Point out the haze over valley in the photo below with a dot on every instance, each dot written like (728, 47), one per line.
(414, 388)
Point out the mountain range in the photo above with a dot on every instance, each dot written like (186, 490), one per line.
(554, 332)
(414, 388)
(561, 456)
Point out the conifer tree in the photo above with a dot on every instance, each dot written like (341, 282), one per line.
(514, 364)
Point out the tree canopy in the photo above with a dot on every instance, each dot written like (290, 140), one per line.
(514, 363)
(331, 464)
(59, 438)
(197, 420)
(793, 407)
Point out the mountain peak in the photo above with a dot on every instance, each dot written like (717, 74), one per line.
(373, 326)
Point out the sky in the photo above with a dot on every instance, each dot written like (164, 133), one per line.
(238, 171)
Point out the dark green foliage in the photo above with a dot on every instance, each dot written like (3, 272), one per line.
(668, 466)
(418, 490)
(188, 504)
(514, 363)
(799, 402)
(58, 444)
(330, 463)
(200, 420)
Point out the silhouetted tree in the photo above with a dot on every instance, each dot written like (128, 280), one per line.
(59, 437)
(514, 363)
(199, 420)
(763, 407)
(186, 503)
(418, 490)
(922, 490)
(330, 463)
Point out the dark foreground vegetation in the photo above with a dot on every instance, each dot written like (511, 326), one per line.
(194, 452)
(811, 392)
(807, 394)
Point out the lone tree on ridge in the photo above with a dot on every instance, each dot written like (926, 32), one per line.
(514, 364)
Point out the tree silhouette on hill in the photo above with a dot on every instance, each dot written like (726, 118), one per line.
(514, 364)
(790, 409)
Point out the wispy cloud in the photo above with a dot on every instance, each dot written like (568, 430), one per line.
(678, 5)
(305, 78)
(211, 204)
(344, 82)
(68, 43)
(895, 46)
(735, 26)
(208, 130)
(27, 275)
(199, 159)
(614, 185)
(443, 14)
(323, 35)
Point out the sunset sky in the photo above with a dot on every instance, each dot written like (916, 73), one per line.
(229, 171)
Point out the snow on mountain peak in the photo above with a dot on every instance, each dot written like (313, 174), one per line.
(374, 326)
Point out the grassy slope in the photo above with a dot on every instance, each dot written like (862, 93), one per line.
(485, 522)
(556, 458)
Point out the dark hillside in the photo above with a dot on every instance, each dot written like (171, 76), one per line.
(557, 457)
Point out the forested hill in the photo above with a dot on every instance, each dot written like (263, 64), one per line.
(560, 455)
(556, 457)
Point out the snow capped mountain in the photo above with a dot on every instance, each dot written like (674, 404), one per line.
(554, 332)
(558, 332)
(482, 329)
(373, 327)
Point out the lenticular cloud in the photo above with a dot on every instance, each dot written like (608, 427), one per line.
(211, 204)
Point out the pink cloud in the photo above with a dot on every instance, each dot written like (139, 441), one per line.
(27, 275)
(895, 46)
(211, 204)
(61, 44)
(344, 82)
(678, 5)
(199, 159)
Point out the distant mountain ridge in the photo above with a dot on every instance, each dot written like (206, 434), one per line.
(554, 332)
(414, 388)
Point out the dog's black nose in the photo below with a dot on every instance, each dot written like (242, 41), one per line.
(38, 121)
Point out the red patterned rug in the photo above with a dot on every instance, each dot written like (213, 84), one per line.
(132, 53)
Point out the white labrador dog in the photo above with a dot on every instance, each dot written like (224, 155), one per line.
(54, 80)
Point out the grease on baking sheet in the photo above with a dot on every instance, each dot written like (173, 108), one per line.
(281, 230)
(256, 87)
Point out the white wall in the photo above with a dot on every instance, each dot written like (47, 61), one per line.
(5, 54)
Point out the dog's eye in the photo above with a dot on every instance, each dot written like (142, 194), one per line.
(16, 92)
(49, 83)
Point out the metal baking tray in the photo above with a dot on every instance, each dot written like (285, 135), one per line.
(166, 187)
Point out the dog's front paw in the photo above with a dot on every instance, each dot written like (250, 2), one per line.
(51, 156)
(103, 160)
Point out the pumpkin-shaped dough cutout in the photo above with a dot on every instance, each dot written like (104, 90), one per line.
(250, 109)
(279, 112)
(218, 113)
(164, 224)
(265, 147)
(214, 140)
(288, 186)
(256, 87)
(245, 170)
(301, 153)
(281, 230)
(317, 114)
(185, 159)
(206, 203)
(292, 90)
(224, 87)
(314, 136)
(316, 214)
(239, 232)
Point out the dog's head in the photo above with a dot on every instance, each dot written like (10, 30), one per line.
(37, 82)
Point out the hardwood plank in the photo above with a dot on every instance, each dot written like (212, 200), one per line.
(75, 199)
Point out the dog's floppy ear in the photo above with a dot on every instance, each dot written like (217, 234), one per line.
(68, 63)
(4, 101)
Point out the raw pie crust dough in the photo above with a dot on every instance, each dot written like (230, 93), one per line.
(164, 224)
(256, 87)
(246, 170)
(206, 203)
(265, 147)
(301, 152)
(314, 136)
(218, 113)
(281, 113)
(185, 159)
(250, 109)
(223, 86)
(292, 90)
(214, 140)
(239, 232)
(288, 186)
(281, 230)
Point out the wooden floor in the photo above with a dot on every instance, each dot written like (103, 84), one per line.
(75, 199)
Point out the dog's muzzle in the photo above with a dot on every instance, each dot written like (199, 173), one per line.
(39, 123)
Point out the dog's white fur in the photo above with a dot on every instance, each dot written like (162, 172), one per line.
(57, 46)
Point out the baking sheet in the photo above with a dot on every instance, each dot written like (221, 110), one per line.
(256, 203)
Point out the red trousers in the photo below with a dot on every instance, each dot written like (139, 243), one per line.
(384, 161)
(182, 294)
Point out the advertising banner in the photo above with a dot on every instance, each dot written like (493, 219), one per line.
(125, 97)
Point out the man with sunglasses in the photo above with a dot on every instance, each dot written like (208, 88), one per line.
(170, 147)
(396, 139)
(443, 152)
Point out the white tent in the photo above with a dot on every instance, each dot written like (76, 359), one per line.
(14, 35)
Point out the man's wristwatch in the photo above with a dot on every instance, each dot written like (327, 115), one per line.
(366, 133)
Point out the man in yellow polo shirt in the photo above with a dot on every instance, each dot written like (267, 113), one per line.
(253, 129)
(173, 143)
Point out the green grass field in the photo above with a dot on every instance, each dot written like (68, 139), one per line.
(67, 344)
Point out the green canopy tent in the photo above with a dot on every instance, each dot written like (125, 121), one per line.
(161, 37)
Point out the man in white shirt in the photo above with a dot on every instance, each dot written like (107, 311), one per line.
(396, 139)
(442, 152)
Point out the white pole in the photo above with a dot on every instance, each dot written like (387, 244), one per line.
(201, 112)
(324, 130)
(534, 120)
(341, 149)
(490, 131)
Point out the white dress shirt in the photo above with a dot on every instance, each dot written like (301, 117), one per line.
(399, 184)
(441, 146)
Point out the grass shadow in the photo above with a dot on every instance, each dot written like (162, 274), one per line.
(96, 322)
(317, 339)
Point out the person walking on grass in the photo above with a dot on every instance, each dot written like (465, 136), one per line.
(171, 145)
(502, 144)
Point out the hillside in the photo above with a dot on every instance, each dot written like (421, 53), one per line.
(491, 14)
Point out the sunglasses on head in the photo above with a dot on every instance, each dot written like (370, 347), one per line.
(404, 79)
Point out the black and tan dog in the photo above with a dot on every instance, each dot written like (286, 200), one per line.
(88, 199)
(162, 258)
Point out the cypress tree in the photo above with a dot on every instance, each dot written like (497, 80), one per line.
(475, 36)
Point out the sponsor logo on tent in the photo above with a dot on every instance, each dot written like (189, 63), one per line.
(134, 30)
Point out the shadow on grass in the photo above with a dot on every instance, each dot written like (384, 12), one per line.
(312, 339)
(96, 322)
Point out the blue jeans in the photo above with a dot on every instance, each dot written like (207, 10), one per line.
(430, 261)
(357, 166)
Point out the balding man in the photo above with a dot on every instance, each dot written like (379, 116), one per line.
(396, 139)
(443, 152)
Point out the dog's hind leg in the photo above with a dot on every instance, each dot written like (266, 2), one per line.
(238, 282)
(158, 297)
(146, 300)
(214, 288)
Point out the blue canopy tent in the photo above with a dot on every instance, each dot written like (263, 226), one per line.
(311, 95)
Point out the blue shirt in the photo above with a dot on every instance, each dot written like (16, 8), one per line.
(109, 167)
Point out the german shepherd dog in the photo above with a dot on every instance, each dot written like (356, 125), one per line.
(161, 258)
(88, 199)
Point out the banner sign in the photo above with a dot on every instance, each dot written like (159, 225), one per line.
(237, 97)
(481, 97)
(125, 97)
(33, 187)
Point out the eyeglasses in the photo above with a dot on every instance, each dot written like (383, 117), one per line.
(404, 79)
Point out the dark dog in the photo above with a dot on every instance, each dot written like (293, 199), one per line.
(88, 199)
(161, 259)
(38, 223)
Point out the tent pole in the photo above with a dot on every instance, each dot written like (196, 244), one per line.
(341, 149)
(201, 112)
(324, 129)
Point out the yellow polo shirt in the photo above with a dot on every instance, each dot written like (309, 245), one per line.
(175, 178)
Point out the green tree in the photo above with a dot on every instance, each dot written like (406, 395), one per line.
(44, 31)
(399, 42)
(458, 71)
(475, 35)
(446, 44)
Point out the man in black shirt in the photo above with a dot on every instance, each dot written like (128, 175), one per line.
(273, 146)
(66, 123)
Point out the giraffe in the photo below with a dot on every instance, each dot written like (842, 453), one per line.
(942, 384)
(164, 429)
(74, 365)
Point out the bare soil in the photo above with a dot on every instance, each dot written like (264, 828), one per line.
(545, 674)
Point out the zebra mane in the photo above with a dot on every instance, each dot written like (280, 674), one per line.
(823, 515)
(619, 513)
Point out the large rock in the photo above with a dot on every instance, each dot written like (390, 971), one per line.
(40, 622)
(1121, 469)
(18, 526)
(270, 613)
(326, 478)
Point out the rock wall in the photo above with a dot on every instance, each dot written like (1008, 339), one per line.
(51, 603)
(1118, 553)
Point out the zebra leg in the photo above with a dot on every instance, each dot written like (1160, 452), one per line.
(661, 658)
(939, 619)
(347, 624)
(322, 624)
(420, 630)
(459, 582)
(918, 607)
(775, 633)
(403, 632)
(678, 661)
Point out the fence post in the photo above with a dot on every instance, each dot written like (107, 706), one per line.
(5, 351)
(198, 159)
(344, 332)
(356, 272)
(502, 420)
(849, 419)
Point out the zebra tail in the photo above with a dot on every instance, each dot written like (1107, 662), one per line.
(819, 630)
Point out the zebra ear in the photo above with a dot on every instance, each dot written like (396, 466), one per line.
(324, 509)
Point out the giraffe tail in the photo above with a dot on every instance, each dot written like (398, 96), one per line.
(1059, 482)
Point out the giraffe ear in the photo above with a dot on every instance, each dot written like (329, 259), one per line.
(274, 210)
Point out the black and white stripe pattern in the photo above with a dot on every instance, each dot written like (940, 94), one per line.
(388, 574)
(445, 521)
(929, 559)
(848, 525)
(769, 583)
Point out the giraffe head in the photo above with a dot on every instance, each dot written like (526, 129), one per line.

§ What to produce: Return exactly the lines from the line holding "Point out the giraffe ear" to the last line of the data, with both of those lines included and nothing added.

§ Task result:
Point out the giraffe ear in the photo above with a dot on every instance, each dot written like (329, 259), one per line.
(274, 210)
Point out the black and white stripe pattern in the photo above with a dot on every instance, each dot written like (940, 94), one per line.
(388, 574)
(445, 521)
(929, 559)
(848, 525)
(769, 583)
Point out the giraffe head in the photo above with a dot on every instance, each dot written like (526, 129), one per line.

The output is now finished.